Outline data:

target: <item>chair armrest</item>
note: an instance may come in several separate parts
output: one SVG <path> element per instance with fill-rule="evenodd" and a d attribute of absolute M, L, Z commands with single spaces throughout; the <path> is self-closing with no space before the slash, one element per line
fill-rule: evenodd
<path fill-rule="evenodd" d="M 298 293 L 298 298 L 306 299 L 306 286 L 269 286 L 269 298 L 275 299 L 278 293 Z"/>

Given problem: Print the data above again line for line, without changing anything.

Response below:
target: <item>chair armrest</item>
note: an instance may come in several separate parts
output: one SVG <path> element per instance with fill-rule="evenodd" and a d attribute of absolute M, L, Z commands with single spaces throughout; the <path> is self-closing with no space before the slash, one element per line
fill-rule: evenodd
<path fill-rule="evenodd" d="M 298 293 L 298 298 L 306 299 L 306 286 L 269 286 L 269 298 L 275 299 L 278 293 Z"/>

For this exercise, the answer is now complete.